[Records from a data source]

————————

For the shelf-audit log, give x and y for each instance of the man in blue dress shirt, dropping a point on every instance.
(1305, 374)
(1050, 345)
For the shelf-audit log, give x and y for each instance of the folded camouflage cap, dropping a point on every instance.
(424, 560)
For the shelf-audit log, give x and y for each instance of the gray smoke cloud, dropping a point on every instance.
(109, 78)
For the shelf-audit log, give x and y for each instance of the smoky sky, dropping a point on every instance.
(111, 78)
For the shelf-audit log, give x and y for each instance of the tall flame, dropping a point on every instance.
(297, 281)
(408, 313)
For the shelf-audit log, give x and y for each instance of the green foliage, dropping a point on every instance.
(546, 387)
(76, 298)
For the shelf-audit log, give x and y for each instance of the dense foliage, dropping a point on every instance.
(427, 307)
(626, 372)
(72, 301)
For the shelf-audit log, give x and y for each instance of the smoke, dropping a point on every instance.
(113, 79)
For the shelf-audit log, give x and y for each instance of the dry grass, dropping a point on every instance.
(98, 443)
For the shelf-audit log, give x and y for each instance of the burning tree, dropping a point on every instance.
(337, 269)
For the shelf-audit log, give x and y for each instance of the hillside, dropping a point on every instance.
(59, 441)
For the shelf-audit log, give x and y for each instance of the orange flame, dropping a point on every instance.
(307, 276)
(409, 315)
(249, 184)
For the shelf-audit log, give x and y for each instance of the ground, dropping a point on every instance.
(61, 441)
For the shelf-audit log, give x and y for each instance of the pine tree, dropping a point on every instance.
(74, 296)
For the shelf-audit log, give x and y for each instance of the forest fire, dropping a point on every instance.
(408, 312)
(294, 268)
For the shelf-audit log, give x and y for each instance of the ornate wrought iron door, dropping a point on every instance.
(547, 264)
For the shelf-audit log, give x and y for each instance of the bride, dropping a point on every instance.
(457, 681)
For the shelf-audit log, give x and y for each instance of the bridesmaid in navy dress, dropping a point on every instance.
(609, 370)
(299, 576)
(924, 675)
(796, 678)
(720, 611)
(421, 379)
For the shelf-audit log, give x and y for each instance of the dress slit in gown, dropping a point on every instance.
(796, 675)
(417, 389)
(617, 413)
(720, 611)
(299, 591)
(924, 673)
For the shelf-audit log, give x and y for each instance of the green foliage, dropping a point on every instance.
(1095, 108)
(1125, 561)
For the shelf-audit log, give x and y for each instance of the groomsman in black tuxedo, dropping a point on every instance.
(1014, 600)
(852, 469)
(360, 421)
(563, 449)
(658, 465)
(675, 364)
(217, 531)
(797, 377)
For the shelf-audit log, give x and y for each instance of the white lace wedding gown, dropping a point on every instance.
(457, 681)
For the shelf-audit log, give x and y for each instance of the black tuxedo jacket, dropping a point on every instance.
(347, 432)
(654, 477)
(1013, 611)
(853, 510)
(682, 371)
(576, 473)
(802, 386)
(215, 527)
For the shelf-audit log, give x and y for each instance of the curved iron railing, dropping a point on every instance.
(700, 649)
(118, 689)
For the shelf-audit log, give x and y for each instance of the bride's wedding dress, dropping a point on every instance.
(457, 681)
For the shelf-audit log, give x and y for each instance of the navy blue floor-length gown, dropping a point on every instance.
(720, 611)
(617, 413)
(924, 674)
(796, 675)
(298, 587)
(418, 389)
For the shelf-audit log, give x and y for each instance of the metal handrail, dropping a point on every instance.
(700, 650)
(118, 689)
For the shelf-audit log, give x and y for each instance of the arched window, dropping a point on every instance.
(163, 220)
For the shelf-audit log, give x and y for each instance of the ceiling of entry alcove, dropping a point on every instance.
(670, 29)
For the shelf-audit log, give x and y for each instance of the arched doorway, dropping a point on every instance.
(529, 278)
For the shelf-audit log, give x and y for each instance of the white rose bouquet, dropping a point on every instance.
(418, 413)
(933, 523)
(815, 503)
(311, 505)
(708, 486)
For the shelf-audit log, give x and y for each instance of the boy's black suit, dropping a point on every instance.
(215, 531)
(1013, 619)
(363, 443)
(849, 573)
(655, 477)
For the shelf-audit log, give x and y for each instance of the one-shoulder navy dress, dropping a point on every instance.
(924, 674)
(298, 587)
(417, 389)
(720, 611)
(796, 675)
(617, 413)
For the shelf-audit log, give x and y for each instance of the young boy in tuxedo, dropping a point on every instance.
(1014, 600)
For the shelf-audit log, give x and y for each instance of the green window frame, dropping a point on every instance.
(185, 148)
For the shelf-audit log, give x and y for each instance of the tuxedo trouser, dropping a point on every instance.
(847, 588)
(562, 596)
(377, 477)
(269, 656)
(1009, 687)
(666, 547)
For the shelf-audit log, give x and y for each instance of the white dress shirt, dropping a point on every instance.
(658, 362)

————————

**Try it**
Repeat exactly, and only, the lines from the one containing "frame, dropping a point on every instance." through the last line above.

**Result for this task**
For the shelf-audit log, give x and y for each instance of the green window frame, dropping a point on every instance.
(185, 148)
For the shelf-audit log, give x and y for each instance of the tuxedo trouser, dropping a point on every instance.
(847, 588)
(562, 596)
(377, 477)
(269, 656)
(1009, 687)
(666, 547)
For the shelf-audit log, give x and y for each instance of the white dress shirt, dropping a point on every instance.
(658, 362)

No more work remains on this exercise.